[WRITTEN PROBLEM] Rewrite the listing below, switching "orange safety vest" to "high-visibility vest" wherever it occurs and leaving everything else unchanged.

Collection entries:
* START *

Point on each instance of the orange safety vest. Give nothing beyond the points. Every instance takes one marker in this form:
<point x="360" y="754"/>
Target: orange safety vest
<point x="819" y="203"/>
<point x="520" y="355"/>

* END *

[SOLUTION BELOW]
Point on each instance of the high-visibility vest. Give nothing beyond the points. Every instance takes one marker in this form:
<point x="360" y="754"/>
Target: high-visibility vest
<point x="819" y="203"/>
<point x="520" y="355"/>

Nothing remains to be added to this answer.